• **DIRECTIONS FOR THIS TASK**
Word for word, repeat the lines of the records from the one containing "Please put a point on the wood plank" through the last line, both included.

• **RECORDS TO PROCESS**
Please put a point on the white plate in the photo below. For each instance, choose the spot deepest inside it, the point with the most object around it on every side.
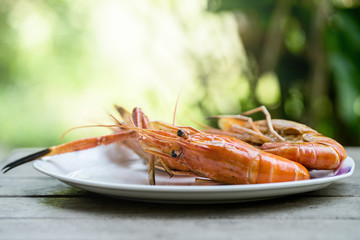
(118, 172)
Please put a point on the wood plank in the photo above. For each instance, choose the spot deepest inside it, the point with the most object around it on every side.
(100, 228)
(295, 207)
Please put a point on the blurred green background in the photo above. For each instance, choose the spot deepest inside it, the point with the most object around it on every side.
(65, 63)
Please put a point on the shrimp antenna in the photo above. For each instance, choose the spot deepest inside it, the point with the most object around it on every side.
(87, 126)
(175, 109)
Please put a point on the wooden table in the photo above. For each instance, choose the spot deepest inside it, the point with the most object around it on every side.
(34, 206)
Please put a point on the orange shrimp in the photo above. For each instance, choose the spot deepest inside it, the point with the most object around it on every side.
(288, 139)
(220, 158)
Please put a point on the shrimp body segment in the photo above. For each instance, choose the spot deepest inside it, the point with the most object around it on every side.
(224, 159)
(300, 142)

• **RESPONSE TO THE TASK**
Please put a point on the wood plank in the photo above. For each instance, choose the spot deepest inside it, the point with the most object around it on every side.
(100, 228)
(295, 207)
Please put a point on the blurred green background in the photo above. For each instance, choose the spot deepest inside it, the point with the most object around it on every side.
(65, 63)
Please put a point on the shrimp antenna in the photo above. For each instance, choose the spot deepest inside it, the point with the most object around it on every side.
(87, 126)
(175, 109)
Please put a point on the wooden table in the photo above. For each instance, choose the spot deepest inside it, the point with the most object around it on every side.
(34, 206)
Please put a point on the orange shrimp in the photo above. For each instance, choose the spot deepest inside it, the point with the most object around it on every side.
(288, 139)
(220, 158)
Please put a point on the shrimp body segment in the photo above. For each instance, choose the spot deepest inside it, the point with the most object around it on every side.
(224, 159)
(300, 142)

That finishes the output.